Pull every line with "robe" from the entries below.
-- Supplied data follows --
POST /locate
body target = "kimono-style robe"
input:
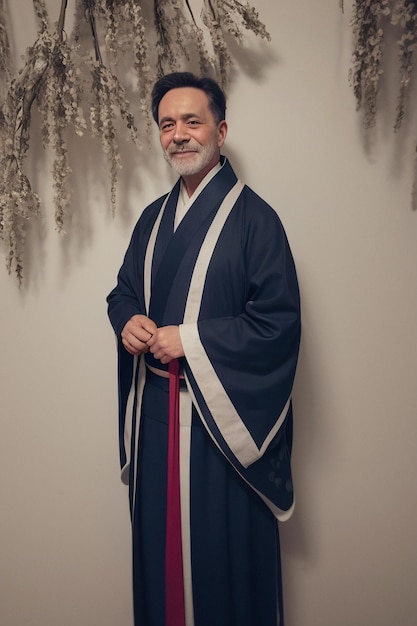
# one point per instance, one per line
(226, 276)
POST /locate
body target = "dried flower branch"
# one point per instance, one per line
(17, 199)
(368, 29)
(220, 17)
(5, 54)
(404, 14)
(58, 79)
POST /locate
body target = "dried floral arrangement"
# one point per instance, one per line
(73, 81)
(373, 23)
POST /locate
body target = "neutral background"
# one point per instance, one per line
(350, 550)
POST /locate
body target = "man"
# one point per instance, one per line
(206, 311)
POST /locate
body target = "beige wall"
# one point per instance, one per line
(349, 552)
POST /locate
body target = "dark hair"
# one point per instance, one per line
(176, 80)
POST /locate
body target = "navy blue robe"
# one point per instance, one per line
(227, 278)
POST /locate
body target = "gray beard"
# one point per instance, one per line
(194, 164)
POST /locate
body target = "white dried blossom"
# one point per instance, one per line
(108, 100)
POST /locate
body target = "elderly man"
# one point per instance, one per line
(206, 312)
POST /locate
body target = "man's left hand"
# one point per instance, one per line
(165, 344)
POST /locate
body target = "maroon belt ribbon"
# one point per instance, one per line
(174, 577)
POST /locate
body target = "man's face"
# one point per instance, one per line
(189, 135)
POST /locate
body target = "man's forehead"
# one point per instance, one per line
(184, 99)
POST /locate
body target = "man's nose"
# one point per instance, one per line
(181, 133)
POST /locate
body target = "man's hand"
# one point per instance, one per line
(165, 344)
(136, 333)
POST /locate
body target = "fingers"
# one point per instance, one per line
-- Supplied data concluded --
## Result of the exercise:
body target = "kimono-style robe"
body target = "navy blue robe"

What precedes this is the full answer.